• [Stored entries]:
# # # #

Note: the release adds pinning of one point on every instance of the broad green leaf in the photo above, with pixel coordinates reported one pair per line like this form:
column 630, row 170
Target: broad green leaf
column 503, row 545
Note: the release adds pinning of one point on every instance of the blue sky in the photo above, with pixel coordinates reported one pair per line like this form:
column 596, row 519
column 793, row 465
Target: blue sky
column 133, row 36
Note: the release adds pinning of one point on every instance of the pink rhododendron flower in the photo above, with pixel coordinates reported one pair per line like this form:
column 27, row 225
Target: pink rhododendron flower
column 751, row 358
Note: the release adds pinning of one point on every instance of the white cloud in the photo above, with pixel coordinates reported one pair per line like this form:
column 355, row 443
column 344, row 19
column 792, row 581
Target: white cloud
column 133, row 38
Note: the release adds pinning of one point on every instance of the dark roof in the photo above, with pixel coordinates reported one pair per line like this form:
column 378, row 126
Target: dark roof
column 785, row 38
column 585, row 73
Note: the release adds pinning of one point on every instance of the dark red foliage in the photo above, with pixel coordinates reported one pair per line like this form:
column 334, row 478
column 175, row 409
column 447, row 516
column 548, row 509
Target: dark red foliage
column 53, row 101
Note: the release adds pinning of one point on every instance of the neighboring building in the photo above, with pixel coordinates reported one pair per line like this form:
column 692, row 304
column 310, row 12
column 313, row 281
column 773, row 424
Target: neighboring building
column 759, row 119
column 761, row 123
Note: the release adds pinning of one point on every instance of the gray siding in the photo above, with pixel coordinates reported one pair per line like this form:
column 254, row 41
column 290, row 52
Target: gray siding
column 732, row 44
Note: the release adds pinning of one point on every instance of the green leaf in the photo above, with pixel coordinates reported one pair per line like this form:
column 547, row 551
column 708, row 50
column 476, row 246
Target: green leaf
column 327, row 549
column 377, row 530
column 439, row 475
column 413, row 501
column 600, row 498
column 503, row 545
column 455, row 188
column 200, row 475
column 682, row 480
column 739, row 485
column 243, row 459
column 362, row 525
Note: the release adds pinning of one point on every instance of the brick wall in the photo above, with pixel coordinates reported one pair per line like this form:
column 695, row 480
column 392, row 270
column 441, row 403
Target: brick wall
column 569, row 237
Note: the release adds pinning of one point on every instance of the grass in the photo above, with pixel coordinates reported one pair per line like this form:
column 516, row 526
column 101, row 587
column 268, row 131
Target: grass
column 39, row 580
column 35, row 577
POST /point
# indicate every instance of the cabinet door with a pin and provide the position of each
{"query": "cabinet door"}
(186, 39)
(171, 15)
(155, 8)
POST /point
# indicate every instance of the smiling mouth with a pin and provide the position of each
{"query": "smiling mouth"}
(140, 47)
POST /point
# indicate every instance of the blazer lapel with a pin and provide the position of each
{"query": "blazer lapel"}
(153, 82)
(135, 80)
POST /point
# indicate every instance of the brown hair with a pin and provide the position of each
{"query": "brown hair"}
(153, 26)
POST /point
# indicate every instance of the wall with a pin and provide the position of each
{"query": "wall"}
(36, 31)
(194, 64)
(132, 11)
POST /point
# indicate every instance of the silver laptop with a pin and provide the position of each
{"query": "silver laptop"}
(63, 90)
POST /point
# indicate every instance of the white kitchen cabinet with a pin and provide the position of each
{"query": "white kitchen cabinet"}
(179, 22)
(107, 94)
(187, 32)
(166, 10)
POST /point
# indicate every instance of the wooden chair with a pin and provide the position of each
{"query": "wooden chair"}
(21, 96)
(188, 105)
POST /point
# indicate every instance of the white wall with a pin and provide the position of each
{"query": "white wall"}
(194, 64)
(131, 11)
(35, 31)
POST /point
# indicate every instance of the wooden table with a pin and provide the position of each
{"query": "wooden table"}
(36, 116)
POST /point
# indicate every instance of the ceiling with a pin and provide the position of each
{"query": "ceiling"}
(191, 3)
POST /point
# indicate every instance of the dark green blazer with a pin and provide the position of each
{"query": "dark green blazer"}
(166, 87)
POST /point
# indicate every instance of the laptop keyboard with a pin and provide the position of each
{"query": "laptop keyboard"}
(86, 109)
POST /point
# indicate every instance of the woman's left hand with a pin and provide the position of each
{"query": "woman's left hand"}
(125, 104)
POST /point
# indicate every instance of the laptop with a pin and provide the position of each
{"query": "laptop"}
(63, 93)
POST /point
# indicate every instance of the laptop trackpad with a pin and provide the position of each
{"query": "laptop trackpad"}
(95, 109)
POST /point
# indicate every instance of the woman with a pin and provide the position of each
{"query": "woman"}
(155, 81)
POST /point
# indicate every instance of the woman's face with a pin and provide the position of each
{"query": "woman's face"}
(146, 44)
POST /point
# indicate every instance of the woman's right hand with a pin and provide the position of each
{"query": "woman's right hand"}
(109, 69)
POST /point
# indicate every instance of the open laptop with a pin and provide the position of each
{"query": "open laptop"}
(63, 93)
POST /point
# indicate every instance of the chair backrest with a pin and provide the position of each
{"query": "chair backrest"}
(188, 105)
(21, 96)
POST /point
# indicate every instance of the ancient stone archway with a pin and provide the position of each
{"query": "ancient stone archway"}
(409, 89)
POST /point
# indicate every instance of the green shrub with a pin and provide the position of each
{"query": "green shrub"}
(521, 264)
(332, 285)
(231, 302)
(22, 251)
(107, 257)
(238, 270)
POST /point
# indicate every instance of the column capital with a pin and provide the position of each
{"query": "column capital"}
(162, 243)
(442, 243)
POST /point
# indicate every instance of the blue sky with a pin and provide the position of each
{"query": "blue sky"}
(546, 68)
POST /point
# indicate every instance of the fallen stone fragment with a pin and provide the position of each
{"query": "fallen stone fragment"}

# # # #

• [WHAT YOU NEED TO DO]: Every line above with the string "fragment" in it needs to be copied.

• [WRITTEN SOLUTION]:
# indicate every instance of the fallen stone fragment with a pin and provide the position of each
{"query": "fallen stone fragment"}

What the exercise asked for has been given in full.